• [WHAT YOU SHOULD DO] Rewrite the lines below as a numbered list, starting with the line containing "Where can you see the tree here?" and running down through the line containing "[[868, 519]]", both included. Drop any blank lines.
-- INPUT RECORDS start --
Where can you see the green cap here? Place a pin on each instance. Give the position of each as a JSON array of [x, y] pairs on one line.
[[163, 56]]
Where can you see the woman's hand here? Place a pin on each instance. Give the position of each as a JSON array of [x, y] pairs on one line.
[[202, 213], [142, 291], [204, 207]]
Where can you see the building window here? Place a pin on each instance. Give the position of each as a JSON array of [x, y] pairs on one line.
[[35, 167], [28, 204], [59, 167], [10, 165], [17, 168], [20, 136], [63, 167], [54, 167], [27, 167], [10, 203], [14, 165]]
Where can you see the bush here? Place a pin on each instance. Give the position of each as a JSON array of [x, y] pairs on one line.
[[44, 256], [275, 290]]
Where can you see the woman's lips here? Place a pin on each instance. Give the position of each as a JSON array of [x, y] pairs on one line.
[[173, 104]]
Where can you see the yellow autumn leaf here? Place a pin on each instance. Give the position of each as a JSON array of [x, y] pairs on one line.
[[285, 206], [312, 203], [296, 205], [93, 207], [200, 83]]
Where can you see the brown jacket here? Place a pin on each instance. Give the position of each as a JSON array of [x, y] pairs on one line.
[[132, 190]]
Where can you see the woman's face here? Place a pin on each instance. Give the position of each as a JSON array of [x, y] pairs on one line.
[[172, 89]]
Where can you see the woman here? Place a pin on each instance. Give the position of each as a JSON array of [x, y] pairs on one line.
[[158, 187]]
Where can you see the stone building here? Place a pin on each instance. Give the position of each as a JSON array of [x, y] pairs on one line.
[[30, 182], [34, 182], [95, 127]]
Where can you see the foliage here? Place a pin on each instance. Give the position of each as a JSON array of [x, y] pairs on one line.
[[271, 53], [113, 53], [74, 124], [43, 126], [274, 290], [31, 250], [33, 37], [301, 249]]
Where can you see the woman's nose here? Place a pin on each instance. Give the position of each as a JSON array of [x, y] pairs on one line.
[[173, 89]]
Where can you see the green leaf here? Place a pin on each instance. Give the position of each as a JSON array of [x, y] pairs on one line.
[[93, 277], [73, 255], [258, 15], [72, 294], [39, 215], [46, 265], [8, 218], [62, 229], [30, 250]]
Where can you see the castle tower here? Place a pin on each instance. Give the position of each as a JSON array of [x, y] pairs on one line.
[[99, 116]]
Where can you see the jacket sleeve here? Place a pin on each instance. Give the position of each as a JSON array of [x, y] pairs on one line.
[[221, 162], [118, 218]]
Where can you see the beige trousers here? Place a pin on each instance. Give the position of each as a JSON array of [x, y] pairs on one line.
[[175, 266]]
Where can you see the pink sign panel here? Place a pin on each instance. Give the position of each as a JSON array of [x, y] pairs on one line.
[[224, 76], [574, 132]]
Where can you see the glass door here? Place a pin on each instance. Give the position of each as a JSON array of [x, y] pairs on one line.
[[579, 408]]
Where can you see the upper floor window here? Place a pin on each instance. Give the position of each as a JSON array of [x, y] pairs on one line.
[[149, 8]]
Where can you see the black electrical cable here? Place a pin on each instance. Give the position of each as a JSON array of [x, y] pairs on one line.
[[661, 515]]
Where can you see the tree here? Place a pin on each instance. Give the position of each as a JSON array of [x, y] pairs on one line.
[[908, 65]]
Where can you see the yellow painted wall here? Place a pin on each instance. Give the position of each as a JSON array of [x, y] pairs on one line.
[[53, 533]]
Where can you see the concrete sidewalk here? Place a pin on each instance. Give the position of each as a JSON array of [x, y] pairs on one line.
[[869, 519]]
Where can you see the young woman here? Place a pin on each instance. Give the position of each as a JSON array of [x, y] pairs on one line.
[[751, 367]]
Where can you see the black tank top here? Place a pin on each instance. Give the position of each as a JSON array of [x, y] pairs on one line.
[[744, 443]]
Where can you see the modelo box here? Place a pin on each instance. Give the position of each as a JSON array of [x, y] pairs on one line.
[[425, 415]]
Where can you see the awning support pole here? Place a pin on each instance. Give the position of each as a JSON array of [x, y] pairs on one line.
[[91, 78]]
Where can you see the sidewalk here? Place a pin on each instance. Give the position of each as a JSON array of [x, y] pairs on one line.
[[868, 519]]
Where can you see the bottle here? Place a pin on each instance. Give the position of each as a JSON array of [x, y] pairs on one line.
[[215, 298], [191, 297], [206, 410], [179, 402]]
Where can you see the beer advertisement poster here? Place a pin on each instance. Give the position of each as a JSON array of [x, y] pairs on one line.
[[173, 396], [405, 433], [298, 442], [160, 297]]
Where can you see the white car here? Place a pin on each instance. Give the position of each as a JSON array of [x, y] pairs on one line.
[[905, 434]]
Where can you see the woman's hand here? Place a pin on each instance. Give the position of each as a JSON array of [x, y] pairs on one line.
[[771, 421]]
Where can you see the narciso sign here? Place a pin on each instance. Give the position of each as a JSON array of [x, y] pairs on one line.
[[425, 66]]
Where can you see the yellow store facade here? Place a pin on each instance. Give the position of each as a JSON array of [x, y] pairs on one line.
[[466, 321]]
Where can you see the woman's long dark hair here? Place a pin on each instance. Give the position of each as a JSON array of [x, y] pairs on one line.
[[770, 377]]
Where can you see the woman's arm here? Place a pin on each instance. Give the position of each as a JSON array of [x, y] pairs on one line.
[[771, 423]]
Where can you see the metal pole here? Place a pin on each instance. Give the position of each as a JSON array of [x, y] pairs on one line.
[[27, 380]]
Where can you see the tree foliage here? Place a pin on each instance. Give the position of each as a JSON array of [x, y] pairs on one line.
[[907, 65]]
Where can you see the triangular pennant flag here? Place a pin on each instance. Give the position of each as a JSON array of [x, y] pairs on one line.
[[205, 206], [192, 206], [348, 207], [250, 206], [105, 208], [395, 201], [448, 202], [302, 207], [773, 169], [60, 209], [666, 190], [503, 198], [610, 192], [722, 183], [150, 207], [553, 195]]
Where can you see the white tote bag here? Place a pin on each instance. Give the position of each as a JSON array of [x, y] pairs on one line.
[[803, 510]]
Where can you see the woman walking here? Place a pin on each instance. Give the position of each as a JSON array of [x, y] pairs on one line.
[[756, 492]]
-- INPUT RECORDS end --
• [RESULT OF THIS TASK]
1. Where can you see the tree here? Place a pin on each instance. Give the position of each as a JSON array of [x, y] pairs on one line.
2. [[908, 65]]
3. Where can you see the yellow painted wall here? Place a pin on each instance. Give the position of each as a JSON array of [x, y] pairs on one line.
4. [[53, 533]]
5. Where can you see the concrete sidewalk here? Place a pin on each instance. Give the position of each as a JSON array of [x, y] pairs on one line.
6. [[869, 519]]
7. Where can you see the young woman here? Place a pin on each instance. Give the position of each as a JSON array of [x, y] pairs on one line.
8. [[751, 367]]
9. Where can you see the black tank top here? Place a pin on each instance. Give the position of each as a JSON array of [x, y] pairs on one line.
10. [[744, 443]]
11. Where can you see the modelo box here? Place a pin on each instance. Give the position of each as a JSON array of [x, y] pairs on one line.
12. [[425, 415]]
13. Where can you see the awning support pole here? Place a pin on each instance. Give the position of each as a JSON array of [x, y] pairs on one line.
14. [[91, 78]]
15. Where can you see the sidewalk here? Place a pin on each instance. Give the position of each as a JSON array of [x, y] pairs on one line.
16. [[868, 519]]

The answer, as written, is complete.